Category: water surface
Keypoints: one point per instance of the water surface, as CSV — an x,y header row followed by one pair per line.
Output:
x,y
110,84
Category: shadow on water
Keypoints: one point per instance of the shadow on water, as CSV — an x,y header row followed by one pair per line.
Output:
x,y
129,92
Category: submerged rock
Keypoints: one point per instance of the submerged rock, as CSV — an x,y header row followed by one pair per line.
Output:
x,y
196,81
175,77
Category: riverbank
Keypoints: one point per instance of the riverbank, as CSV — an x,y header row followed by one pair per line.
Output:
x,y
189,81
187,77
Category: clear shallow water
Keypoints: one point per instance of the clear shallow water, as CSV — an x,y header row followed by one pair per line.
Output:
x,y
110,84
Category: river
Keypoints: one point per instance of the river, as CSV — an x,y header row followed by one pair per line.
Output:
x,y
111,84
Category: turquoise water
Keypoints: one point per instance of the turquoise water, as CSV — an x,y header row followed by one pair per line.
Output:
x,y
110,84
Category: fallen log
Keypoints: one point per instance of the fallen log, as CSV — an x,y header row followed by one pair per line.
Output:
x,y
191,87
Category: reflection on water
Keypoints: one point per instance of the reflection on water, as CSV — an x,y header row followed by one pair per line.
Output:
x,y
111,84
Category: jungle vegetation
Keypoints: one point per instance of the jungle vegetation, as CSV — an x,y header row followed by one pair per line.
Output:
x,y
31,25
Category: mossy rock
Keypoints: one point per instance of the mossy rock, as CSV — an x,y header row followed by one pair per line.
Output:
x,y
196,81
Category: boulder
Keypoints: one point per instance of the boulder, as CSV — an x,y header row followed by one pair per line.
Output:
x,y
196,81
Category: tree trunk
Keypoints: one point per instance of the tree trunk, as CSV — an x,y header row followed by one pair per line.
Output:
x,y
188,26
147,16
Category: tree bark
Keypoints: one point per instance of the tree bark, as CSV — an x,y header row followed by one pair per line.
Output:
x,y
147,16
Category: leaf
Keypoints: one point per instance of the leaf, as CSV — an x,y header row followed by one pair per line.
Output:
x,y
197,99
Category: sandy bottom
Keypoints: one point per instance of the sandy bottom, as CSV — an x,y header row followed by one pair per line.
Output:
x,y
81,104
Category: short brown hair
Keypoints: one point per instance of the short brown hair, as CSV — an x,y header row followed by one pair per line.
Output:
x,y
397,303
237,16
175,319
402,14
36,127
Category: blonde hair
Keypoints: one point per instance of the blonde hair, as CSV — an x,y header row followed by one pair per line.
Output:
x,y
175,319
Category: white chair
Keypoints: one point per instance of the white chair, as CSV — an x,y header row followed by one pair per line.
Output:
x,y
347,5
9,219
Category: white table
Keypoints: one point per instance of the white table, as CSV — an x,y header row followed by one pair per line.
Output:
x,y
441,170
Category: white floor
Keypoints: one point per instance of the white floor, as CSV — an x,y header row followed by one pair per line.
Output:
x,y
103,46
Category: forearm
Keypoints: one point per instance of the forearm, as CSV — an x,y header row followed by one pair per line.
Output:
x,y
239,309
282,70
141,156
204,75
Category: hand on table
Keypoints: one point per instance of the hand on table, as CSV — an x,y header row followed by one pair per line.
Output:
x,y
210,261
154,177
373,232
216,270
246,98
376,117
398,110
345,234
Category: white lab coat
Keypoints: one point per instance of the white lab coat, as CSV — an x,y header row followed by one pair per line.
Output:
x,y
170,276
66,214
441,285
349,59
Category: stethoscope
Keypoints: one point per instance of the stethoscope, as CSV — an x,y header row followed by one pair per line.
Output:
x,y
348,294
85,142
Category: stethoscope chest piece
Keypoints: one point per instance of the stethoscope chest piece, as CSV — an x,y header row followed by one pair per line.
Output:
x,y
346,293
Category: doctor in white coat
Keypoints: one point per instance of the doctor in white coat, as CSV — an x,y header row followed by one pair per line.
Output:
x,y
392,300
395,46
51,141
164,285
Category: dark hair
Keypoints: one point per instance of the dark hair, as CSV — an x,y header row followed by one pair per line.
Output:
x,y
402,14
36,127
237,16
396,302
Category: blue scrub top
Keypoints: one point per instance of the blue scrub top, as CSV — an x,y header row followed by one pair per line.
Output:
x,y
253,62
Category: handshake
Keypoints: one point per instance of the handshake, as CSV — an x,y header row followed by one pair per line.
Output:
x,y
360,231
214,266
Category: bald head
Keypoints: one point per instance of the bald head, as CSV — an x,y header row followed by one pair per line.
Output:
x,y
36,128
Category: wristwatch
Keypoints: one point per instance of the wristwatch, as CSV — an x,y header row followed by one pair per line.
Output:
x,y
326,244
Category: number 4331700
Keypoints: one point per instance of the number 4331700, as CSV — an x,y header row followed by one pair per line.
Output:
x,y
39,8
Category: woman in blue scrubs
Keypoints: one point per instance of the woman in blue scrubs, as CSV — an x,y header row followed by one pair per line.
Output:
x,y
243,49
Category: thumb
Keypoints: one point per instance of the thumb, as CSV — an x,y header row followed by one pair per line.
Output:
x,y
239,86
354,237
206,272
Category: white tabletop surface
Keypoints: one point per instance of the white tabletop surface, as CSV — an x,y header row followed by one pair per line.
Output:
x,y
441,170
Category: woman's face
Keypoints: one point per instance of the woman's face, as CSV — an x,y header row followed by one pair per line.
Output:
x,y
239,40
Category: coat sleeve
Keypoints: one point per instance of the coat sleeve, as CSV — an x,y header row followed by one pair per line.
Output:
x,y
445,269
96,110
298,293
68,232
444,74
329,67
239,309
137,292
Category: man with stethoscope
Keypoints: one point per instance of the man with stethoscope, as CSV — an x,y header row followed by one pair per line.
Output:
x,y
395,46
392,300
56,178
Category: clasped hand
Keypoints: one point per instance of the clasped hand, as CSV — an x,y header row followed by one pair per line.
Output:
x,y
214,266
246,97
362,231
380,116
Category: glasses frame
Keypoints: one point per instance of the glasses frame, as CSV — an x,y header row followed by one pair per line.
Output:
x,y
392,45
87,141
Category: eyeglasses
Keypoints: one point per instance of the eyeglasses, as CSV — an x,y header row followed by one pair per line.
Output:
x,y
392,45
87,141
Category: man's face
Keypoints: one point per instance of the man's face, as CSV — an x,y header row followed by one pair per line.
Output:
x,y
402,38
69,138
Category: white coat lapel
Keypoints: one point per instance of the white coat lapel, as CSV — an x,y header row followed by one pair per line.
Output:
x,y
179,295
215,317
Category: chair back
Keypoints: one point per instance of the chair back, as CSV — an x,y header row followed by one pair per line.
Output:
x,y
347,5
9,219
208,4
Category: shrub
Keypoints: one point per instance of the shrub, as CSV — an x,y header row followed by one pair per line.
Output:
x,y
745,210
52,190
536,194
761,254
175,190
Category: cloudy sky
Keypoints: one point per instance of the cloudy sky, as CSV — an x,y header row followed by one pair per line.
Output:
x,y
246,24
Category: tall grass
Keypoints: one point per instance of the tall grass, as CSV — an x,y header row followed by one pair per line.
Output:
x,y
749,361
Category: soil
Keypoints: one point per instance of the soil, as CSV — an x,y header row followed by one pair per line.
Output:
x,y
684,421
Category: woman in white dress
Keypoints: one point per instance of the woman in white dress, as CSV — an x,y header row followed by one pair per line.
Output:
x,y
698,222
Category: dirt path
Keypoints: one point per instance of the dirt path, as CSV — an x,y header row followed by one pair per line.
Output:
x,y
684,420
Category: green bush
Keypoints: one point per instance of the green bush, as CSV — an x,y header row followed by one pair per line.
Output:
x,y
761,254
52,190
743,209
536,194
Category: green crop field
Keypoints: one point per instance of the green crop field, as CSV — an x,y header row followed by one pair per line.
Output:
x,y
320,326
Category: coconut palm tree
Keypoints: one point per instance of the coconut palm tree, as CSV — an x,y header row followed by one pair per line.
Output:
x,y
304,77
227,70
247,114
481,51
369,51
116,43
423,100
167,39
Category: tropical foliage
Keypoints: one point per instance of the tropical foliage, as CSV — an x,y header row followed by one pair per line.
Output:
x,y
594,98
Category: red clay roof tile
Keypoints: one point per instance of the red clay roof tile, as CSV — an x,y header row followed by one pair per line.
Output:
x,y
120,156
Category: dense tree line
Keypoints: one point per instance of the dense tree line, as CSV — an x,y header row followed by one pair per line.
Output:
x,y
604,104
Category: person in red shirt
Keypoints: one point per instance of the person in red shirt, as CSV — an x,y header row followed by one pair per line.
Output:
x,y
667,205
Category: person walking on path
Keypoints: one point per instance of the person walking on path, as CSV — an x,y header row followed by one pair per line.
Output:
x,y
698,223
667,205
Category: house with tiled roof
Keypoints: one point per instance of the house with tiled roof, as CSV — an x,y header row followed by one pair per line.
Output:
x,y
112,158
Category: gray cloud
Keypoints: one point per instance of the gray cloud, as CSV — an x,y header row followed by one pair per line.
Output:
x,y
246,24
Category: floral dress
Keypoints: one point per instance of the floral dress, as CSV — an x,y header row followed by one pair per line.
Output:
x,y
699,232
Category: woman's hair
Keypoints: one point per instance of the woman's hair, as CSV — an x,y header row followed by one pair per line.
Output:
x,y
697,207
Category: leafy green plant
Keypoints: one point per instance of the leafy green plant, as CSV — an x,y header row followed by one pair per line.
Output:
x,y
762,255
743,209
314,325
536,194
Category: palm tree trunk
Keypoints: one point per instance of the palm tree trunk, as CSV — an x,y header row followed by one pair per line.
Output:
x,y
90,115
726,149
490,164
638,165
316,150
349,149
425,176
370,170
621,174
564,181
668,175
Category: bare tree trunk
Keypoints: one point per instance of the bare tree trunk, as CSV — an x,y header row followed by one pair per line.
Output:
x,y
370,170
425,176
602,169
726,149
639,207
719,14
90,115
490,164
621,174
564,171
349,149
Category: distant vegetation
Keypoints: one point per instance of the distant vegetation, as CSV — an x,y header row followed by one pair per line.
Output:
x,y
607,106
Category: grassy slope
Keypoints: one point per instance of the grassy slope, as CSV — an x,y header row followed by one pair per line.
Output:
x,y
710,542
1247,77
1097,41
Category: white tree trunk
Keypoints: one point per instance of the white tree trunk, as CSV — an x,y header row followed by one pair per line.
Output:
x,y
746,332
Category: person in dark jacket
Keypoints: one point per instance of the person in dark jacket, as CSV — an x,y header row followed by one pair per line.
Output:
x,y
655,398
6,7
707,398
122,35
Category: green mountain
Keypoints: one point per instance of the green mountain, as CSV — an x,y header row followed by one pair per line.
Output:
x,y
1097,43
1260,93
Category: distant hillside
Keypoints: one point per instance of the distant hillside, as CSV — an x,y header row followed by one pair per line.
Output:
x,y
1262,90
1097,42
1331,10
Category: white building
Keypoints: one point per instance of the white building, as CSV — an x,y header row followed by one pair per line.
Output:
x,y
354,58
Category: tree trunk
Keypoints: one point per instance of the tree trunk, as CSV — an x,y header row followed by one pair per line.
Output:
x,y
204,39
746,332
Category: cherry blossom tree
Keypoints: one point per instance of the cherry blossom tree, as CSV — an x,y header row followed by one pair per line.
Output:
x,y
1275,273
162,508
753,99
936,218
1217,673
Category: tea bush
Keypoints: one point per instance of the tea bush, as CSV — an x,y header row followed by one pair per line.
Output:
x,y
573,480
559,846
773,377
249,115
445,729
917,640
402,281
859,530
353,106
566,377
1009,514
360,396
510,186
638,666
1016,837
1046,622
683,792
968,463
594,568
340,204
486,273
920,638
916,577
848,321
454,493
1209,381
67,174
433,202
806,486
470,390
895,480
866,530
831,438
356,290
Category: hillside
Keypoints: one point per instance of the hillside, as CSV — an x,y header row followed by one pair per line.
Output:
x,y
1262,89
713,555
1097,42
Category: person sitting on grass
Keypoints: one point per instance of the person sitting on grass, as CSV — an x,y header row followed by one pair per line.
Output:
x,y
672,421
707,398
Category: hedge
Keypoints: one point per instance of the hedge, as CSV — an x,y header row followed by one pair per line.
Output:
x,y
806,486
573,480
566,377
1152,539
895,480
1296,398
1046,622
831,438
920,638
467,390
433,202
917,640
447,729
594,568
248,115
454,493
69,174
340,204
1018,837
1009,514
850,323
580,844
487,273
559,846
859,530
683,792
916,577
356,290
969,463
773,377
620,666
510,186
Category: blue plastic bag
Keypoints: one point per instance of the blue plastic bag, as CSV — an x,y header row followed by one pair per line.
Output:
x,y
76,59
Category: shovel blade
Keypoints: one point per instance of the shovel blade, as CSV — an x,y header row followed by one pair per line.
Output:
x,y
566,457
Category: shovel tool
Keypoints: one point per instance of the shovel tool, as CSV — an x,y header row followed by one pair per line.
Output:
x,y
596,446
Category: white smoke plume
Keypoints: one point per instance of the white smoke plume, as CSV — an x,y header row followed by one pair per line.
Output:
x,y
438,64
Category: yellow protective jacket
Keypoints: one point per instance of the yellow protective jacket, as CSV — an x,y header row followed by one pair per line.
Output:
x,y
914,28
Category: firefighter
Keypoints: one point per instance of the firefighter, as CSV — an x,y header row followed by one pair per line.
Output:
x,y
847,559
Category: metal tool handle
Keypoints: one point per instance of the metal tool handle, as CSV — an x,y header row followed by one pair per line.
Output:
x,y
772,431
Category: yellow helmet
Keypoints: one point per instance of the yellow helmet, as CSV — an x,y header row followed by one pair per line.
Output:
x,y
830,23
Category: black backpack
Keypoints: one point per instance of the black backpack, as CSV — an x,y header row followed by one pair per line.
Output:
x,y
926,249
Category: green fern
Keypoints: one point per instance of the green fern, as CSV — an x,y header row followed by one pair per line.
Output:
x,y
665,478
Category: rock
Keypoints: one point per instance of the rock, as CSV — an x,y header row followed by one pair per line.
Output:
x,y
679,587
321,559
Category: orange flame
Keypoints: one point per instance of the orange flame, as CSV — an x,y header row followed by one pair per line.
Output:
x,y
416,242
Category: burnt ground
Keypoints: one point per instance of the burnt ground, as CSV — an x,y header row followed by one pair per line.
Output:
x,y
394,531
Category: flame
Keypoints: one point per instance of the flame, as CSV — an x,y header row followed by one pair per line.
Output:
■ ■ ■ ■ ■ ■ ■
=== EXERCISE ===
Retype exactly the lines above, from the one with "Category: green bush" through the one with "Category: person in red shirt", inclusive.

=== RESPONSE FOR THIS EXERCISE ===
Category: green bush
Keypoints: one point per instance of the green bush, as CSV — an x,y header row followed by one pair per line.
Output:
x,y
761,254
52,190
743,209
536,194
Category: green crop field
Keypoints: one point per instance of the green crop field, as CSV — an x,y header row followed by one pair per line.
Output:
x,y
320,326
Category: coconut palm tree
Keypoints: one point per instance of the coconut palm tree, as CSV — an x,y header row followed by one pair per line.
Output:
x,y
304,77
227,70
247,114
481,51
369,51
116,43
423,100
167,39
Category: tropical foliage
Keypoints: one point per instance of the tropical foliage, as CSV — an x,y header row followed by one pair per line.
Output:
x,y
594,98
Category: red clay roof tile
Keypoints: one point per instance of the red clay roof tile, as CSV — an x,y header row followed by one pair per line.
Output:
x,y
120,156
Category: dense tree line
Keypoints: one point per instance of the dense tree line, as CSV — an x,y header row followed by one pair per line.
Output:
x,y
604,104
Category: person in red shirt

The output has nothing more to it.